_Task statement_
State how many lines in the data below contain the string "shadow". Give only the number.
****************
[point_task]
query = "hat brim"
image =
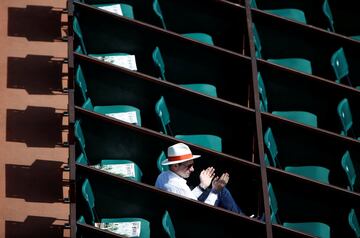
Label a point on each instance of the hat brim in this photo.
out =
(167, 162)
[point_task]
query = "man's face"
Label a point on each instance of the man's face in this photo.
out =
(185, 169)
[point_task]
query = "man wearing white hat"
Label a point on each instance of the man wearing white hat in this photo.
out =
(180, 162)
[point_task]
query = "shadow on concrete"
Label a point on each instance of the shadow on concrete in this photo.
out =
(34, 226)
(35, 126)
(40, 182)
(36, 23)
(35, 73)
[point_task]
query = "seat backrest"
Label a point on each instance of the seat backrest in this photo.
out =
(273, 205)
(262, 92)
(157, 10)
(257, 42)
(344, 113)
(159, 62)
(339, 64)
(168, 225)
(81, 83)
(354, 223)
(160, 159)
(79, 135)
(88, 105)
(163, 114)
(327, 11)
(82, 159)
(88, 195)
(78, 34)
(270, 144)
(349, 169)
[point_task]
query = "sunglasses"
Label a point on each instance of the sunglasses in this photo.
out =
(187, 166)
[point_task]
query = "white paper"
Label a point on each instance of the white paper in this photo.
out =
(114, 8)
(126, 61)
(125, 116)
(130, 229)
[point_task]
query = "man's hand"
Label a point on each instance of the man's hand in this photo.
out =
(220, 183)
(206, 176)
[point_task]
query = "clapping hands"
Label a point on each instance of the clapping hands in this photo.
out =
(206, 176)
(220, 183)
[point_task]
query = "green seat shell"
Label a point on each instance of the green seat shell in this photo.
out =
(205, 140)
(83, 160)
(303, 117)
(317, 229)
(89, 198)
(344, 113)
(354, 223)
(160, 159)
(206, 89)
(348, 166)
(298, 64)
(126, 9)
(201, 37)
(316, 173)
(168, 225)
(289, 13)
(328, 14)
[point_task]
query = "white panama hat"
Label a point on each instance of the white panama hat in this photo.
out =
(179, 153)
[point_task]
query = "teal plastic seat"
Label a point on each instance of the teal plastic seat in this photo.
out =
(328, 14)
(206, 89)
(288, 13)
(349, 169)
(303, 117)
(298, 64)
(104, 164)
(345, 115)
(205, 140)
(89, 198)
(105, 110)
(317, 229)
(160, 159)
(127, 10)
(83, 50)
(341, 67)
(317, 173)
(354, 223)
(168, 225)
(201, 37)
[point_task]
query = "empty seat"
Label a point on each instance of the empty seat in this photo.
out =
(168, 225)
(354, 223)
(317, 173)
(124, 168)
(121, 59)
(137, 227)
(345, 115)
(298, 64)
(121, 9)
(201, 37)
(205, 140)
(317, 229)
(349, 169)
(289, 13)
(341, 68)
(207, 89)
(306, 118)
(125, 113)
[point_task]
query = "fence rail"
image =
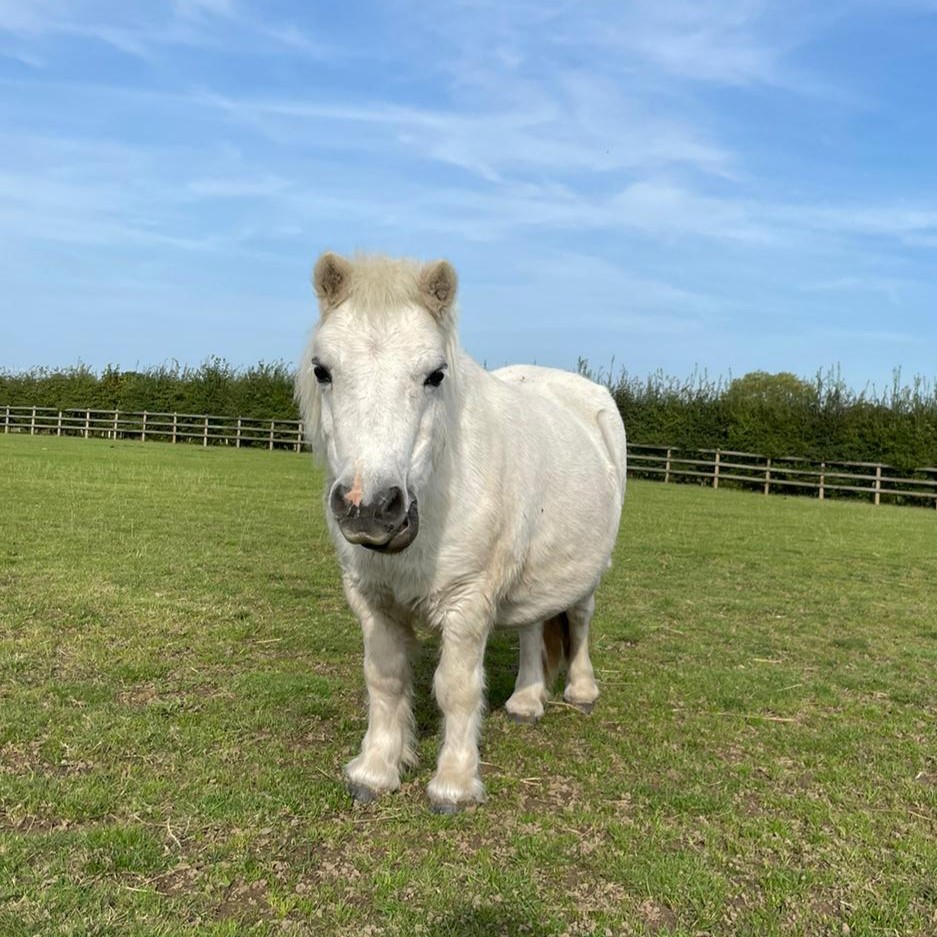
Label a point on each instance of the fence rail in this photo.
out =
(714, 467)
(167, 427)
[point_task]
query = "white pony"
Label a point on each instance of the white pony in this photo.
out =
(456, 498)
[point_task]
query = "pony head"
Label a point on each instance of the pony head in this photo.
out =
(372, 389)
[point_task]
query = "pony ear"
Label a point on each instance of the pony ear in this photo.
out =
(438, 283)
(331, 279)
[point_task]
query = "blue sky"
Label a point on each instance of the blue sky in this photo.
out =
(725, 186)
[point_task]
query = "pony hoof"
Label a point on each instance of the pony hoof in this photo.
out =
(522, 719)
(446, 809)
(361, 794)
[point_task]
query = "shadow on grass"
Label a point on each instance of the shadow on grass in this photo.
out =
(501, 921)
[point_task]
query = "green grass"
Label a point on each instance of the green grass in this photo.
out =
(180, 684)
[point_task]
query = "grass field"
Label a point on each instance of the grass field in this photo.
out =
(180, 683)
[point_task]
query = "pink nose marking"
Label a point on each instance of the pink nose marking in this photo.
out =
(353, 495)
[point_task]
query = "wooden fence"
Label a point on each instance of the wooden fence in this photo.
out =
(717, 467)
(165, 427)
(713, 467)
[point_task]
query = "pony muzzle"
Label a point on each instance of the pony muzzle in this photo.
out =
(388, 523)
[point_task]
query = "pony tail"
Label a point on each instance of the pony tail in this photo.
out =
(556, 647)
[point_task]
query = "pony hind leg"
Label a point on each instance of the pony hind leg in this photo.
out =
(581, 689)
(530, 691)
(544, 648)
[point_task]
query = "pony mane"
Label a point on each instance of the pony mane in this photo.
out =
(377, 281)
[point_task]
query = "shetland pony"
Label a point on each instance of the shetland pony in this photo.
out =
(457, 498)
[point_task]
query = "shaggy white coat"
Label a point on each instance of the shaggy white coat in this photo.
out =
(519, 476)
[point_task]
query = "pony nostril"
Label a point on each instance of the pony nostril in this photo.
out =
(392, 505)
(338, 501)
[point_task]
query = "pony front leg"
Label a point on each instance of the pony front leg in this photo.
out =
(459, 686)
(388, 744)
****************
_Task solution_
4